• **TASK INSTRUCTIONS**
Each record is to be reproduced verbatim.

• **DATA FOR THE TASK**
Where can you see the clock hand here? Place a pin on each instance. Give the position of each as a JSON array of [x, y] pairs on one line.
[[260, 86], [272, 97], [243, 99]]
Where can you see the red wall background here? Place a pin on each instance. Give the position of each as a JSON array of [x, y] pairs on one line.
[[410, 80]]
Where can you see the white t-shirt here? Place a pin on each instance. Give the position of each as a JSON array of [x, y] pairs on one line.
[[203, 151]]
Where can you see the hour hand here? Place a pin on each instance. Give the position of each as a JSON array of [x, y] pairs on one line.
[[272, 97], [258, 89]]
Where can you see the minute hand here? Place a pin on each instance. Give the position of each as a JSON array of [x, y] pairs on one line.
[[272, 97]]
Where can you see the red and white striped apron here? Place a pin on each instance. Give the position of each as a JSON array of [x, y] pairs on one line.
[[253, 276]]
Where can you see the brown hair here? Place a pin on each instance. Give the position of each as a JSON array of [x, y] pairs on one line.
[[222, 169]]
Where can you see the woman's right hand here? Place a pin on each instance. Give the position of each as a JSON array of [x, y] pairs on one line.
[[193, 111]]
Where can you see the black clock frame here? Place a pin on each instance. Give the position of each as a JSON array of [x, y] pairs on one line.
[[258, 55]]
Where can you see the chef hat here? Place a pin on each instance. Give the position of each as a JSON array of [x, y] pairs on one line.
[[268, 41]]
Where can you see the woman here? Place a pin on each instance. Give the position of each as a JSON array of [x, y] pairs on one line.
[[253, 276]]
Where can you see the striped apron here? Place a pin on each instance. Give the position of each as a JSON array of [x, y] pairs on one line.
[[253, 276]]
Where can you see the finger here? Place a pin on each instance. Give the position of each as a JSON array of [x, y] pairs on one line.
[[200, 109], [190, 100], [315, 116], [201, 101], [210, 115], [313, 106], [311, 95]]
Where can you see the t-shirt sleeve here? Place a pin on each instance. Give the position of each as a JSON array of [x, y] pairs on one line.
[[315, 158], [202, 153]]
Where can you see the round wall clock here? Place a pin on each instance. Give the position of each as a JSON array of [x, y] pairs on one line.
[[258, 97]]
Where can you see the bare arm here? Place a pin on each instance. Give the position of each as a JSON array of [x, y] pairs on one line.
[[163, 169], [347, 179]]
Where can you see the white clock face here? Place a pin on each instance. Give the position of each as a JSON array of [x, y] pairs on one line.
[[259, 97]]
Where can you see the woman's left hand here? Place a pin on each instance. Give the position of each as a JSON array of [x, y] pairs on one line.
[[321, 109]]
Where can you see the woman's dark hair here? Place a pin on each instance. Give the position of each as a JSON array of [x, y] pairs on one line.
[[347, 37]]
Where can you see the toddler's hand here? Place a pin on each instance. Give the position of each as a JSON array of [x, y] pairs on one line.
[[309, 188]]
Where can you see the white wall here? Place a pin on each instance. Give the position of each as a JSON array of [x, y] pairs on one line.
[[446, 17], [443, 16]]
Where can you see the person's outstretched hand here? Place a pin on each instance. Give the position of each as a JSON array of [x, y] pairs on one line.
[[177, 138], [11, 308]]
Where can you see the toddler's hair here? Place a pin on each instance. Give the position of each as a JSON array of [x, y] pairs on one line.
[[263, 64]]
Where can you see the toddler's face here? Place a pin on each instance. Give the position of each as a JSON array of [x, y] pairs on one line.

• **SOLUTION**
Where can you see the clock hand here? Place a pin on each instance. Give the position of each as a JSON array of [x, y] pairs on one line.
[[260, 86], [272, 97], [243, 99]]
Where can you see the red wall background here? Place a pin on each instance. Give the position of each as a JSON array of [x, y] pairs on one line.
[[410, 80]]
Where can you see the white t-shirt here? Place a pin on each instance. Give the position of each as a JSON array of [x, y] pairs on one line.
[[203, 151]]
Where can you see the hour hand here? Place a pin on each instance. Give the position of each as a JSON array of [x, y] pairs on one line.
[[272, 97], [258, 89]]
Where can you see the minute hand here? Place a pin on each instance. Give the position of each as a JSON array of [x, y] pairs on one line.
[[272, 97]]
Where can you see the red and white striped apron here? Place a pin on each instance. Give the position of each as a JSON array of [x, y] pairs on one line.
[[253, 276]]
Where can you see the brown hair here? Place a pin on each instance. Give the position of each as a JSON array of [x, y] pairs on one line.
[[222, 169]]
Where can you see the woman's right hand here? Place a pin on each instance. Give the position of each as a JSON array of [x, y] pairs on one line.
[[193, 111]]
Where can you see the black clock frame here? Place a pin on each instance. Give the position of each as a JSON array of [x, y] pairs on one line.
[[258, 55]]
Where can you see the chef hat here? Place a pin on each instance. Give the position of each as a JSON array of [x, y] pairs on one line.
[[268, 41]]
Where can you see the woman here? Place a pin on each instance. Give the position of each as a JSON array of [x, y] pairs on one line.
[[253, 276]]
Where can you see the striped apron here? Place a pin on each instance. Give the position of each as a JSON array of [x, y] pairs on one line.
[[253, 276]]
Where can you see the finger here? Place a pin on each instance. Give the position of each as a JSON array of [x, y] pairs on one line.
[[200, 109], [190, 100], [315, 116], [201, 101], [210, 115], [313, 106], [311, 95]]
Where can you see the t-shirt sleeve here? Place a pin on each instance. Give the position of each as a JSON array of [x, y] pairs on one line.
[[315, 158], [202, 153]]
Where can you see the round wall clock here? Place a pin on each instance. Give the position of each as a JSON array of [x, y] pairs on one line.
[[258, 97]]
Where can you see the bare arm here? Place a pin on each instance. Give the position of each as a JSON array of [x, y] pairs on one line.
[[163, 169], [347, 179]]
Where can you see the white clock face here? Place a pin on each instance. Give the position of each as a JSON array of [x, y] pairs on one line.
[[259, 97]]
Where can you see the woman's left hand here? Place a pin on each instance. Give the position of each as a JSON array of [x, y] pairs on one line.
[[321, 109]]
Where can you see the woman's dark hair here? Place a pin on each instance. Give the position of each as a JSON array of [x, y] pairs on one line.
[[347, 37]]
Where can you see the toddler's hand here? Place a pin on each instance. Give the position of each as a JSON array of [x, y] pairs on one line.
[[309, 188]]
Where can you see the white wall here? Place a pin on each instance. Give the position of each as a JSON array of [x, y] pairs on one line.
[[446, 17], [443, 16]]
Where can you see the person's outstretched hand here? Place a pin on each instance. Give the position of each as a JSON array of [x, y] pairs on one line.
[[177, 138], [11, 308]]
Where can you see the toddler's hair here? Place a pin on each instance. Give the position of each as a JSON array of [x, y] pairs on one line.
[[263, 64]]
Where can you see the toddler's face here? Place a pin on each instance. Give the position of each as a JSON array of [x, y] pairs on one line.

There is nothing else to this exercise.